Items stored from a collection
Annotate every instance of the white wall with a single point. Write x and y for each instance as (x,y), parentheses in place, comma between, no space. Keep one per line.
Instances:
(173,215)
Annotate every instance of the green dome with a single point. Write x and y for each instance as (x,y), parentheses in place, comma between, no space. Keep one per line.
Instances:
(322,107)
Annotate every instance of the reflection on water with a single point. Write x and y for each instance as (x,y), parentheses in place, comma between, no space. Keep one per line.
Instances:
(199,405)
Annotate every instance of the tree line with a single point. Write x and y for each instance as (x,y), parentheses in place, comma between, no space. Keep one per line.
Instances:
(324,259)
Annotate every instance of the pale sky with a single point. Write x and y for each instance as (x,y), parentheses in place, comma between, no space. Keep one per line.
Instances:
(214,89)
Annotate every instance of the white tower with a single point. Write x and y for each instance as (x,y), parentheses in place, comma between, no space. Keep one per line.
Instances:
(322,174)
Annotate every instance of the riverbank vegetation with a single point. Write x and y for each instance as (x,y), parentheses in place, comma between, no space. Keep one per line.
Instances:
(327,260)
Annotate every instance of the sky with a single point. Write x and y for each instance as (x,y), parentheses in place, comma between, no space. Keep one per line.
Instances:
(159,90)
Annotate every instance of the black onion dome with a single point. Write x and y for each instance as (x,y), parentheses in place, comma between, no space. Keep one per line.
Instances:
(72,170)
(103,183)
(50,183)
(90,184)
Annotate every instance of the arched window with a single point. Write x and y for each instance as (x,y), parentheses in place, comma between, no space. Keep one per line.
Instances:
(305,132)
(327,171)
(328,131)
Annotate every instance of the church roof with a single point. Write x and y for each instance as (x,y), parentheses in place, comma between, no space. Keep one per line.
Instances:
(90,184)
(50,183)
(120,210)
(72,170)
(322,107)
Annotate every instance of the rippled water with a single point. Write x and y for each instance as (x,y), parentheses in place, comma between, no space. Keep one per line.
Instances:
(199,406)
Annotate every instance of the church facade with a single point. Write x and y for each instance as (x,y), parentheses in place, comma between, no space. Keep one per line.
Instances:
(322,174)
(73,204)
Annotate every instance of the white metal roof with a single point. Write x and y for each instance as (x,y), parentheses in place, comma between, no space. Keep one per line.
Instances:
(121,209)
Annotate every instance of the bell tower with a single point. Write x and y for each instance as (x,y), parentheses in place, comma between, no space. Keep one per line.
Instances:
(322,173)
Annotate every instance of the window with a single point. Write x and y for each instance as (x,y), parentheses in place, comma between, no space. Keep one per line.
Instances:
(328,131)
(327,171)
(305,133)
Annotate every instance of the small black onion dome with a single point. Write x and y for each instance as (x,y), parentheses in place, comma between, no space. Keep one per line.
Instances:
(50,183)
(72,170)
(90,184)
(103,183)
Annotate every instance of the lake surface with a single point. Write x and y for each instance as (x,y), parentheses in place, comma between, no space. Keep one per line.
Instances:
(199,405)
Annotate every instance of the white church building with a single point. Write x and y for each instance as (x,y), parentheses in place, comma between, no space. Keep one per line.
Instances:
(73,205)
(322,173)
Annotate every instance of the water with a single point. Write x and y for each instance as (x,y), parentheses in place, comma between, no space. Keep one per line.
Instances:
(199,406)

---

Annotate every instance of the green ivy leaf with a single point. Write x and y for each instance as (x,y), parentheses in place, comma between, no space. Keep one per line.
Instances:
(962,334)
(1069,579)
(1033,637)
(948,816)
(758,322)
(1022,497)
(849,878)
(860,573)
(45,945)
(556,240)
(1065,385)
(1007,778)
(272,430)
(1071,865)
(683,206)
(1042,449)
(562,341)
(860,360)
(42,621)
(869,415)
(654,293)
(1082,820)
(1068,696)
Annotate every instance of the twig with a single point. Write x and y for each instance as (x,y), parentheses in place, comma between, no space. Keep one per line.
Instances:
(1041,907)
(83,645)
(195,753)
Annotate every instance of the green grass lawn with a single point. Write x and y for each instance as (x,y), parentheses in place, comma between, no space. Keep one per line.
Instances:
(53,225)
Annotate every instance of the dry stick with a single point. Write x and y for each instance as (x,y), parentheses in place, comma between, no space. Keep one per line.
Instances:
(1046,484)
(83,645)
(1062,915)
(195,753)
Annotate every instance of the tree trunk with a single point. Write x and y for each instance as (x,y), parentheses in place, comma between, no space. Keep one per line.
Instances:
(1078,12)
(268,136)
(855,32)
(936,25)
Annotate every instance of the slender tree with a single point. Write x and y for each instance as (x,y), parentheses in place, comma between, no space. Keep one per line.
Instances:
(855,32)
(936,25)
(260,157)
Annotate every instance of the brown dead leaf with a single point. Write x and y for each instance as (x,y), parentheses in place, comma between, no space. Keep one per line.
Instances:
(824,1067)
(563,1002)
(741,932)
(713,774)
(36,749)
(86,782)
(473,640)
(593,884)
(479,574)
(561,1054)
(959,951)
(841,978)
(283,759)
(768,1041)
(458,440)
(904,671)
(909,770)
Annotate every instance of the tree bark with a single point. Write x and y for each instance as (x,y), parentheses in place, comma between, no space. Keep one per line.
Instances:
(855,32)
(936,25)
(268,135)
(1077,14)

■ Exercise goal: List each line of the records above that contains the word "white", copying every such line in full. Case must match.

■ Response to the task:
Annotate every instance of the white wall with a single point. Write x and y for each instance as (x,y), parentheses in place, comma between, no space. Keep one per line.
Annotate every instance of the white tower with a single point. Write x and y for each instance as (x,y), parentheses in place, comma between, no space. Keep one per line.
Annotate every instance of the white metal roof with a single point. Write x and y for each instance as (x,y), parentheses in place, comma between, no space. Keep one per line.
Annotate every instance of the white church building with a single point. Write x and y for each instance as (x,y), parentheses in place, comma between, no space. Keep one per line.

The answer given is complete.